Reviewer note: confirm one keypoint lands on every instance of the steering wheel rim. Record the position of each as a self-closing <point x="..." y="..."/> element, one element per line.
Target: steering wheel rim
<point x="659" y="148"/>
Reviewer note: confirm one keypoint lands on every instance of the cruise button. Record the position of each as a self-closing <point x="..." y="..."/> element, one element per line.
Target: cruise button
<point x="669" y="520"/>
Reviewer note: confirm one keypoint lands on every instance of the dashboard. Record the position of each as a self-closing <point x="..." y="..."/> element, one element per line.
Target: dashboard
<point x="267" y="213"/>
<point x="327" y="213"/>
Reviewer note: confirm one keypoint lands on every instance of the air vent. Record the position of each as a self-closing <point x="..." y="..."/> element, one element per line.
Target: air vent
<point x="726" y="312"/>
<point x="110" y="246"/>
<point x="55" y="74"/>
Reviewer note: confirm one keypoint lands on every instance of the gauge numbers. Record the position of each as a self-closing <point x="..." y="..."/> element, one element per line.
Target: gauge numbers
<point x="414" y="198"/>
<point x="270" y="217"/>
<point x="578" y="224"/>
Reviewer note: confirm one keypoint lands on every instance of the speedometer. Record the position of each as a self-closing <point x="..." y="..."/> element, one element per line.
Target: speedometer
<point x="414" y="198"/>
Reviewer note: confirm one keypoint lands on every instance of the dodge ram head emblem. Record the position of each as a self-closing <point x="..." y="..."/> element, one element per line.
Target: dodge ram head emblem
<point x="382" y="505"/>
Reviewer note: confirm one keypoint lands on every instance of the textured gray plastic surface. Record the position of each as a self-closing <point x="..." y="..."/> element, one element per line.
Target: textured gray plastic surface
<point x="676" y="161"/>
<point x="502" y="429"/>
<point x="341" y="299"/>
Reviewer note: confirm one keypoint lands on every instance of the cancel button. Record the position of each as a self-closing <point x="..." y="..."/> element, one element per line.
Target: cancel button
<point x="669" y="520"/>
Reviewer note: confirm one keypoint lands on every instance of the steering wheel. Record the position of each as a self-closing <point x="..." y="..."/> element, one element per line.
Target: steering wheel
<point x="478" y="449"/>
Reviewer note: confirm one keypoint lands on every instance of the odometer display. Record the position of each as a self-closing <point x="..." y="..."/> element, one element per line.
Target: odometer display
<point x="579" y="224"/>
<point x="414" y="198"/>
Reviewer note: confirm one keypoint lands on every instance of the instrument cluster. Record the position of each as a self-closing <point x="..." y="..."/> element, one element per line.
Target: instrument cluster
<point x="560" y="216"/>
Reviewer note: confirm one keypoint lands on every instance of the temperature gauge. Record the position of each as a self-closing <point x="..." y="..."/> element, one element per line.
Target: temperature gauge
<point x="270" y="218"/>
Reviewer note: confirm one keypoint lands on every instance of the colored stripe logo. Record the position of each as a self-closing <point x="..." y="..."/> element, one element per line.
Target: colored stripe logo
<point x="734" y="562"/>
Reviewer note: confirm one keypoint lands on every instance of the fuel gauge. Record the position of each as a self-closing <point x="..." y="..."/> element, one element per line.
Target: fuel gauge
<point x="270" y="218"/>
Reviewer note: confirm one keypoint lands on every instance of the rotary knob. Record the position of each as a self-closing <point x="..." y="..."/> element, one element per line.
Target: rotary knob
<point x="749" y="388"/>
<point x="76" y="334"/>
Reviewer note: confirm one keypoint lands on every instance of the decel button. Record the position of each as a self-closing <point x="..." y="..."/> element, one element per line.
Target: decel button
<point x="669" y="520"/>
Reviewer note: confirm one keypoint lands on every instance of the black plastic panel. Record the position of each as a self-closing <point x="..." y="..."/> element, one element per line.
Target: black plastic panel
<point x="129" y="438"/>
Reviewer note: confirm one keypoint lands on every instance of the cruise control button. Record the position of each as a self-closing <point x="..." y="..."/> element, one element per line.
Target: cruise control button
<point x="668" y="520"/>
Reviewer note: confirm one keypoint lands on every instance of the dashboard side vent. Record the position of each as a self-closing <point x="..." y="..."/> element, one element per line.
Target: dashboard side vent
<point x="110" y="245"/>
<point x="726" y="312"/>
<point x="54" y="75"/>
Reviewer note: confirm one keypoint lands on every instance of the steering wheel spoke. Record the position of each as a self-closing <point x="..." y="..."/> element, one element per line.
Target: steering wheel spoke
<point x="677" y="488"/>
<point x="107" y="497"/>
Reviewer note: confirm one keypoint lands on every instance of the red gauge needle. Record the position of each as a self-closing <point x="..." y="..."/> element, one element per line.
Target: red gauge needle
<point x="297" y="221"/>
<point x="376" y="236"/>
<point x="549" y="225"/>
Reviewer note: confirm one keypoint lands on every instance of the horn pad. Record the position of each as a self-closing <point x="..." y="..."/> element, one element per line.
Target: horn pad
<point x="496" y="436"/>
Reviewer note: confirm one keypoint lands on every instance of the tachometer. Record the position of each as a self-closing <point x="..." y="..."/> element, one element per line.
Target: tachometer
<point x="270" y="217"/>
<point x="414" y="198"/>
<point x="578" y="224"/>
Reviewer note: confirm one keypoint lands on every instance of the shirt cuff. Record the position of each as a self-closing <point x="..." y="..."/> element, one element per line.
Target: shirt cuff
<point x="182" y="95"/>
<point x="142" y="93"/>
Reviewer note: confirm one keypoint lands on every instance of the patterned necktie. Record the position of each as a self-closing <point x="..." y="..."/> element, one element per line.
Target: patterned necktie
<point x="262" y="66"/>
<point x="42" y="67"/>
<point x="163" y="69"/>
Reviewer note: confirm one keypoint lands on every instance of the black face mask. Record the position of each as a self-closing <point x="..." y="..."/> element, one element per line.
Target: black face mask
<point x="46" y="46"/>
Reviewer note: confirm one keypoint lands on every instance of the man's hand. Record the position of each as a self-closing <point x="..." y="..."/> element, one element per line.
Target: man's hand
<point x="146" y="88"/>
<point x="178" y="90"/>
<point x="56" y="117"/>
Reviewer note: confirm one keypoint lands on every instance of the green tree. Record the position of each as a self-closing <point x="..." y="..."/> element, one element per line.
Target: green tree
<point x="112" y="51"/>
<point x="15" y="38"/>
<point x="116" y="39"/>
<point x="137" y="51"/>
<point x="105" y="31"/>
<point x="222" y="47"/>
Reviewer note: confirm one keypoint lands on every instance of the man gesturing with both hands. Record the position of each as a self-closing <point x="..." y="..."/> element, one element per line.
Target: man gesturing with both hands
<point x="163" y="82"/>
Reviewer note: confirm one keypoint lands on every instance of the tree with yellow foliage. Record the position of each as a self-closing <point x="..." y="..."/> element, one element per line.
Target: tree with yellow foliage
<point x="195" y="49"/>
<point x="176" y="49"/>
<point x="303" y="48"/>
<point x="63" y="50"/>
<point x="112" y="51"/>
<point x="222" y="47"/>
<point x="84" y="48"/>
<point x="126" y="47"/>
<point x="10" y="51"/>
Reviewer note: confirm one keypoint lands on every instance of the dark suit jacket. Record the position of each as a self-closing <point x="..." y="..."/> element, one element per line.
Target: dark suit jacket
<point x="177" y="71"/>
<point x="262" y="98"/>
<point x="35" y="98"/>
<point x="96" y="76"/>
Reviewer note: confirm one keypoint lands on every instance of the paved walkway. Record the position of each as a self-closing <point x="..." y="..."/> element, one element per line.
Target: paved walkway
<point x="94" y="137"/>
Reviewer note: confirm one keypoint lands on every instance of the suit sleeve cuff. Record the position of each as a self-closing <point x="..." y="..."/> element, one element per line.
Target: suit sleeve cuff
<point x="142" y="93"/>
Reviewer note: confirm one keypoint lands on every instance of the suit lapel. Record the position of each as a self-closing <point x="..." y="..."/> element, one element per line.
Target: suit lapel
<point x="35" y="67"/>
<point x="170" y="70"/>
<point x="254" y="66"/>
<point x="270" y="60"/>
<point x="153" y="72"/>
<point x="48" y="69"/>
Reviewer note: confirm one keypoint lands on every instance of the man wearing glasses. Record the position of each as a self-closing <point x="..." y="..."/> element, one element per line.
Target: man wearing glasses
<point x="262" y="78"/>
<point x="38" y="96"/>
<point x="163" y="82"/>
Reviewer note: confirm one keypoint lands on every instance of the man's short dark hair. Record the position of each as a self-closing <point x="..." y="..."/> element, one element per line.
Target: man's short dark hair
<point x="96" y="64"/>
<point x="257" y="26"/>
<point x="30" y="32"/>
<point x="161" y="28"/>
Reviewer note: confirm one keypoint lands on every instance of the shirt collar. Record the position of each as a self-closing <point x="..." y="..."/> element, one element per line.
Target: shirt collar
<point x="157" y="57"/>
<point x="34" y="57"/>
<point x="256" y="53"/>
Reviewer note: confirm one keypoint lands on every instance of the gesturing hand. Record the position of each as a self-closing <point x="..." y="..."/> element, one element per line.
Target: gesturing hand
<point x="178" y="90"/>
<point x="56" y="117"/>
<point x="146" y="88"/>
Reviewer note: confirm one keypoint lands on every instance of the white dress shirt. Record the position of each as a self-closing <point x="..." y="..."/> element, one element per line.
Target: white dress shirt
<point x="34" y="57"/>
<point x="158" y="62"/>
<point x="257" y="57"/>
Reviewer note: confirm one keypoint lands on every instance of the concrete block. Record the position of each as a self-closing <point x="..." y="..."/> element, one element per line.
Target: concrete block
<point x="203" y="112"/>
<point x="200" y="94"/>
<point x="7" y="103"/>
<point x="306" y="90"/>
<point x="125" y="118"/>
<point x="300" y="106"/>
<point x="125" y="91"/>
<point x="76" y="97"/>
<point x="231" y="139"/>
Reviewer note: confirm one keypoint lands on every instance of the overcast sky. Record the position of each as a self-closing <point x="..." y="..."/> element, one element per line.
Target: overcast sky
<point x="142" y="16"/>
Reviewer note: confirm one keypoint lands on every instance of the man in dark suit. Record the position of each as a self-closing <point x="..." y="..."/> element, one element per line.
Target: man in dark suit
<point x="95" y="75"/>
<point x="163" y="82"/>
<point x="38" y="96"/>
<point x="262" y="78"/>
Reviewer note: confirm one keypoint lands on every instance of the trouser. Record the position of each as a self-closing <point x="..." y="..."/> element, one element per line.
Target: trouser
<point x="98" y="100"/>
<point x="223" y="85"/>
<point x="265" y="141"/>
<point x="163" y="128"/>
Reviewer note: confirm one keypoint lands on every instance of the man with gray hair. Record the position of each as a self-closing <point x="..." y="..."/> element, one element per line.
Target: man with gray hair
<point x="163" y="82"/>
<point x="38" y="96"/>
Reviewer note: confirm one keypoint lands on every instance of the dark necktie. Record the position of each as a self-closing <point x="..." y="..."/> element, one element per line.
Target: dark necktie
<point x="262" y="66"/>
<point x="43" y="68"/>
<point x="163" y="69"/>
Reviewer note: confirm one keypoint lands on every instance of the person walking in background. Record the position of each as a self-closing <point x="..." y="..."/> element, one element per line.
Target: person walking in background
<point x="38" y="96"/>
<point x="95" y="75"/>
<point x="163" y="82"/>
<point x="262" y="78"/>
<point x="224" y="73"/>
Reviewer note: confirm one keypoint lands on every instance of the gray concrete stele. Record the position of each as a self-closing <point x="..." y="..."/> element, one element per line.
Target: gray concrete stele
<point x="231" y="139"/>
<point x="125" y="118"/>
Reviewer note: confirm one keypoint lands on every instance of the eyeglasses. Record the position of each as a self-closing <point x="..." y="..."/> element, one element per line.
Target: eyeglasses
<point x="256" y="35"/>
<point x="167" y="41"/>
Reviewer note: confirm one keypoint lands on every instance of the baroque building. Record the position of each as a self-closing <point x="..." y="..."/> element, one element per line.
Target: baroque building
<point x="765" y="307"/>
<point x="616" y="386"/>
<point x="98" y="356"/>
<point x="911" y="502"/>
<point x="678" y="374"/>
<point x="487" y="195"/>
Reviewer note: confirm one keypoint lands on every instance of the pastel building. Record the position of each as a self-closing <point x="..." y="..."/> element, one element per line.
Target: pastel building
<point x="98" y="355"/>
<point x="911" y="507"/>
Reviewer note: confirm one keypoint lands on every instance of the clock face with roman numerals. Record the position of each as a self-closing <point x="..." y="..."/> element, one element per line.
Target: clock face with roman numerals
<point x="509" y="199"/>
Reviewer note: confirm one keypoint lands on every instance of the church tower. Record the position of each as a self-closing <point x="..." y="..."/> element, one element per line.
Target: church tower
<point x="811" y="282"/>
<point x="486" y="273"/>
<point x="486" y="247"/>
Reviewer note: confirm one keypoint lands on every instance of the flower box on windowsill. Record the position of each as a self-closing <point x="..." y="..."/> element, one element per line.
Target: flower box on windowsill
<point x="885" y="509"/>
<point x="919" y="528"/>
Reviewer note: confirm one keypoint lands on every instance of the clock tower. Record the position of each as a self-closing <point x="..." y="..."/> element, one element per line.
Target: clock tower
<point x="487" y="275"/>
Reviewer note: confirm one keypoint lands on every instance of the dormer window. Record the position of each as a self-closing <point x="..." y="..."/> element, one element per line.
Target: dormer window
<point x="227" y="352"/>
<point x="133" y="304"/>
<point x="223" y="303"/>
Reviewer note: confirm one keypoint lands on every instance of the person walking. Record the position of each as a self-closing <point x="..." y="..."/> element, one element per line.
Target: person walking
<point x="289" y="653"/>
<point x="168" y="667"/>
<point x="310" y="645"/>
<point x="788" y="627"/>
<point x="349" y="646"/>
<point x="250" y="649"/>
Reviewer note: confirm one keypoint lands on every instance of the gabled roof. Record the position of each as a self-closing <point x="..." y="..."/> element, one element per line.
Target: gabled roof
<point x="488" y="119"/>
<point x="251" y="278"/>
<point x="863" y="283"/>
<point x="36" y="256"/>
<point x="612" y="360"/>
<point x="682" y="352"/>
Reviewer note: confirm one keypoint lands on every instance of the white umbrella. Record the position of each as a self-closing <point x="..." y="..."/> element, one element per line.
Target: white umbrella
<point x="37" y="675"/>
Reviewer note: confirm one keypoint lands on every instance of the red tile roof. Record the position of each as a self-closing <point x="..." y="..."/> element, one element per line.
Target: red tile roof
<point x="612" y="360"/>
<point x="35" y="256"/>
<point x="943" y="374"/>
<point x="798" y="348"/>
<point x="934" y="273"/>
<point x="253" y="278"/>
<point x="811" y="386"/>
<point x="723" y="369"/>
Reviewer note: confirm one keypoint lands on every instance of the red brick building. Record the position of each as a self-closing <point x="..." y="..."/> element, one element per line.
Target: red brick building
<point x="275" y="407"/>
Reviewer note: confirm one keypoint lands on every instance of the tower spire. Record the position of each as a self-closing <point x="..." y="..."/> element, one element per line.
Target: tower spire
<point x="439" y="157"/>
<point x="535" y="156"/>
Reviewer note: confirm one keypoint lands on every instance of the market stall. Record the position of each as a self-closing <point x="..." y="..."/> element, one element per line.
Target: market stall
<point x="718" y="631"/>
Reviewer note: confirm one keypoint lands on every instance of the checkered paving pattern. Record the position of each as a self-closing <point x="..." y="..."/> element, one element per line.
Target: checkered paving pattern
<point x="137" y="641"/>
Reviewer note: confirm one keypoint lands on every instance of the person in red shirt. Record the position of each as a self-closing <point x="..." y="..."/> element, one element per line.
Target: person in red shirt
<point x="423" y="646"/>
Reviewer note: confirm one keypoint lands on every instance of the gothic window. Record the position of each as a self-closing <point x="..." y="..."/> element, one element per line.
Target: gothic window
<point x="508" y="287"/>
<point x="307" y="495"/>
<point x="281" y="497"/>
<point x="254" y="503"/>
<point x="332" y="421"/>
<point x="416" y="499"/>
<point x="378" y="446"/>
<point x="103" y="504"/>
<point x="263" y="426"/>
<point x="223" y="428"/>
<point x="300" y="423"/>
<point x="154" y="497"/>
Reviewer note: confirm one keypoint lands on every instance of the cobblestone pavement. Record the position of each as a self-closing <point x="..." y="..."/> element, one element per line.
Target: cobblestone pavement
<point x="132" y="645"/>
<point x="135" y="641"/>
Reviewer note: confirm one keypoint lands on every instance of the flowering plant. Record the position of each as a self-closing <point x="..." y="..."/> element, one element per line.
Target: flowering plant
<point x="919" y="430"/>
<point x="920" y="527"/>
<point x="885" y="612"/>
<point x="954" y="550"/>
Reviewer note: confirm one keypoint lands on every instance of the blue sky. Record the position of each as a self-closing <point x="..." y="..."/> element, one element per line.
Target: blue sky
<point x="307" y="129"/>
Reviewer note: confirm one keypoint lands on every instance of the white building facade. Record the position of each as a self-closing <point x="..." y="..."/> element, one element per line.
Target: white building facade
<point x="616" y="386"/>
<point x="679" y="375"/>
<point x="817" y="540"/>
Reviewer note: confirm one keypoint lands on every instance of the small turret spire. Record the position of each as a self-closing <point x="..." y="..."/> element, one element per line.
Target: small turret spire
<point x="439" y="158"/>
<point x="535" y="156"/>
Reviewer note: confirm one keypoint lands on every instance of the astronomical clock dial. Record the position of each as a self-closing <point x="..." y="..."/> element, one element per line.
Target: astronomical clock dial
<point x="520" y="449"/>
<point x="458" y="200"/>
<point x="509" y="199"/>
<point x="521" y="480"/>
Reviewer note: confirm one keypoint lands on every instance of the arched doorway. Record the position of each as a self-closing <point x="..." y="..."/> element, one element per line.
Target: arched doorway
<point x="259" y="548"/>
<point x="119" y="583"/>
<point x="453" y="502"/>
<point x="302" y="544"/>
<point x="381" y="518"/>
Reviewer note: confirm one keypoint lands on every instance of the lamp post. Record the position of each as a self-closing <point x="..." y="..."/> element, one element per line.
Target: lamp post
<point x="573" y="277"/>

__WORK TO COMPLETE__: Look back at the entries above and repeat, unchanged, every line from the line holding "the cruise button." through the line holding "of the textured".

__EXERCISE OUTPUT__:
Reviewer note: confirm one keypoint lands on every instance of the cruise button. Record the position of each as a self-closing <point x="..." y="..."/> element, one element per line.
Target: cruise button
<point x="669" y="520"/>
Reviewer note: confirm one keypoint lands on every instance of the dashboard. Record the position of each as a self-closing <point x="..." y="..."/> element, one element per line.
Target: dashboard
<point x="267" y="213"/>
<point x="327" y="213"/>
Reviewer note: confirm one keypoint lands on every instance of the air vent. Record the position of each as a self-closing <point x="..." y="..."/> element, one element per line.
Target: air vent
<point x="726" y="312"/>
<point x="110" y="246"/>
<point x="55" y="74"/>
Reviewer note: confirm one keypoint lands on every instance of the gauge numbers. Record the position of each as a self-closing <point x="..." y="..."/> element, one element per line.
Target: gauge numbers
<point x="414" y="198"/>
<point x="270" y="217"/>
<point x="578" y="224"/>
Reviewer note: confirm one keypoint lands on every instance of the speedometer. Record the position of each as a self-closing <point x="..." y="..."/> element, one element per line.
Target: speedometer
<point x="414" y="198"/>
Reviewer note: confirm one keypoint lands on every instance of the dodge ram head emblem. Record the position of each as a self-closing <point x="..." y="..."/> element, one element per line.
Target: dodge ram head emblem
<point x="382" y="505"/>
Reviewer note: confirm one keypoint lands on every instance of the textured gray plastic surface. Record the position of each as a self-closing <point x="..." y="..."/> element, one element per line.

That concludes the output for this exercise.